Records excerpted from a collection
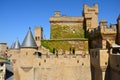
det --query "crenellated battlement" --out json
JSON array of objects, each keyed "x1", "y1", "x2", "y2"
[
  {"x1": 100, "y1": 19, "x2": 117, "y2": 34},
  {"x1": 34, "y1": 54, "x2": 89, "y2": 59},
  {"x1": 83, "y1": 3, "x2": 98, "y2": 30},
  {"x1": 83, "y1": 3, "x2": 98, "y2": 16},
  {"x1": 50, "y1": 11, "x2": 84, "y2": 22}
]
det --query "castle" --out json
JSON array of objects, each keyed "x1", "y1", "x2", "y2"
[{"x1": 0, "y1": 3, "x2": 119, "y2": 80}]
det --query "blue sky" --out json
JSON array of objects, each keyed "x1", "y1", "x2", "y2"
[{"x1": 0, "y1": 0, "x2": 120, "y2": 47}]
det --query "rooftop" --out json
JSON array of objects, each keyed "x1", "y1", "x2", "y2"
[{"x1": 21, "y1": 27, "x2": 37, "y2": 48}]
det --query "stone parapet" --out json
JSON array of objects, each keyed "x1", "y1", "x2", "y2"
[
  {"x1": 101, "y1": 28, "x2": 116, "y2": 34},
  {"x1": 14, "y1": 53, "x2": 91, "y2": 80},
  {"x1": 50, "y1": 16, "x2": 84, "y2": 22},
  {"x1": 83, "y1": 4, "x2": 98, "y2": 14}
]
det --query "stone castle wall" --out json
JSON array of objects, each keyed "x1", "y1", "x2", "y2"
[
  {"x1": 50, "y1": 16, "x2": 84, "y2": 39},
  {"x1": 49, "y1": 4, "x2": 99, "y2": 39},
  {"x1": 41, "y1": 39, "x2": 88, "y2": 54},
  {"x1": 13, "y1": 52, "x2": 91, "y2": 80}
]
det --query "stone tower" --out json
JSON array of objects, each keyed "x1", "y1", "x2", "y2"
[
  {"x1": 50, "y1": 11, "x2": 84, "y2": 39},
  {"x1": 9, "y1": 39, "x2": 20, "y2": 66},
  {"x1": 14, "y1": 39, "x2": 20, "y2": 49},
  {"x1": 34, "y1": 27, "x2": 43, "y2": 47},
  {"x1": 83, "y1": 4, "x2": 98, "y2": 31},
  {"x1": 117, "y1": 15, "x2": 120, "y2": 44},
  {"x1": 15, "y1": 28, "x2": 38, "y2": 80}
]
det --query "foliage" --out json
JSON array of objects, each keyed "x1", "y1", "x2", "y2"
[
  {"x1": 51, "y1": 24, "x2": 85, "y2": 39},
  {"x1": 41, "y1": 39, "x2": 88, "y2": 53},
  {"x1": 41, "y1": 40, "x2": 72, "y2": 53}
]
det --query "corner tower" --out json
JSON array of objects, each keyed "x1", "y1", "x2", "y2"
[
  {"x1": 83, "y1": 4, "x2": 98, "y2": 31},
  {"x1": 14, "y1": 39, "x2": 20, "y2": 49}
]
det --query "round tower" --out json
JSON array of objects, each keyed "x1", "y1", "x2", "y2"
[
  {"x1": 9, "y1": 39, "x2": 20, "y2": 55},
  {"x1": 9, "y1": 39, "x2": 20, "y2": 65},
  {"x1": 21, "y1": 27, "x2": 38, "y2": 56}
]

==

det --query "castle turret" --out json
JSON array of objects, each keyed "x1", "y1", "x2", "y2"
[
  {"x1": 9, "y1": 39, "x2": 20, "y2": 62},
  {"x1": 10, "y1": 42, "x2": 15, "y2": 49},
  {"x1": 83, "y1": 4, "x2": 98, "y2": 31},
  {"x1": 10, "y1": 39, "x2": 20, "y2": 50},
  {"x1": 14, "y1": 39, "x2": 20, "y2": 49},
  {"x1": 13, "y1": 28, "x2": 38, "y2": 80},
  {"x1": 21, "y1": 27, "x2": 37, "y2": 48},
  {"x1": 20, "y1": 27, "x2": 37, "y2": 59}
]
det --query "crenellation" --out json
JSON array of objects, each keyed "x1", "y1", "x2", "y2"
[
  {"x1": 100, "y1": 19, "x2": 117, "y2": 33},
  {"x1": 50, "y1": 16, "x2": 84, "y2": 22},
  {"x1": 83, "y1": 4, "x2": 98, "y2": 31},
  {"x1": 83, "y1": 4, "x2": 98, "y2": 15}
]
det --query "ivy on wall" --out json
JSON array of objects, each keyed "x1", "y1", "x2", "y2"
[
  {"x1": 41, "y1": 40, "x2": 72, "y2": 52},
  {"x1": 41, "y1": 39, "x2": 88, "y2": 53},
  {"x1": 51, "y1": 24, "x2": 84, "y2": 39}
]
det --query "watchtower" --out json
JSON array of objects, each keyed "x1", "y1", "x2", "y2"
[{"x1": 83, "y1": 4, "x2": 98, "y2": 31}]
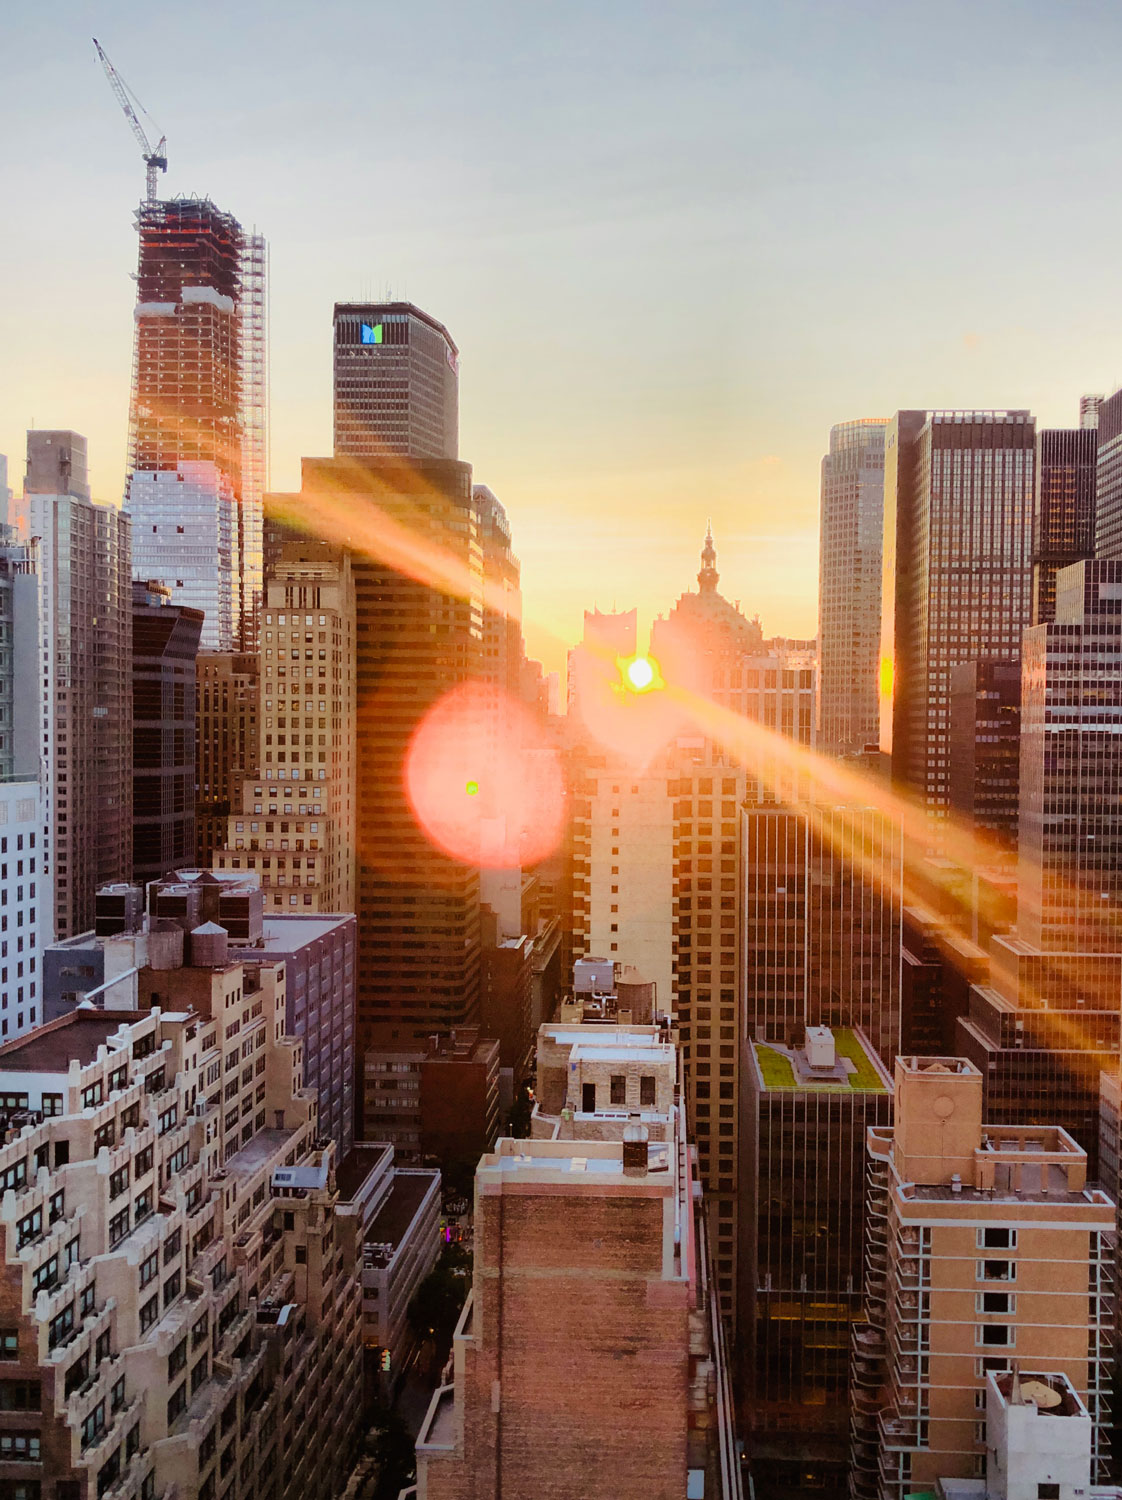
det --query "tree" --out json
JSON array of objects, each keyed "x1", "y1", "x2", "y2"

* What the task asks: From the data above, copy out every line with the string "castle" in it.

* Exercise response:
det --query "castle" --out json
det --query "stone castle wall" --out json
det --query "castle turret" --out json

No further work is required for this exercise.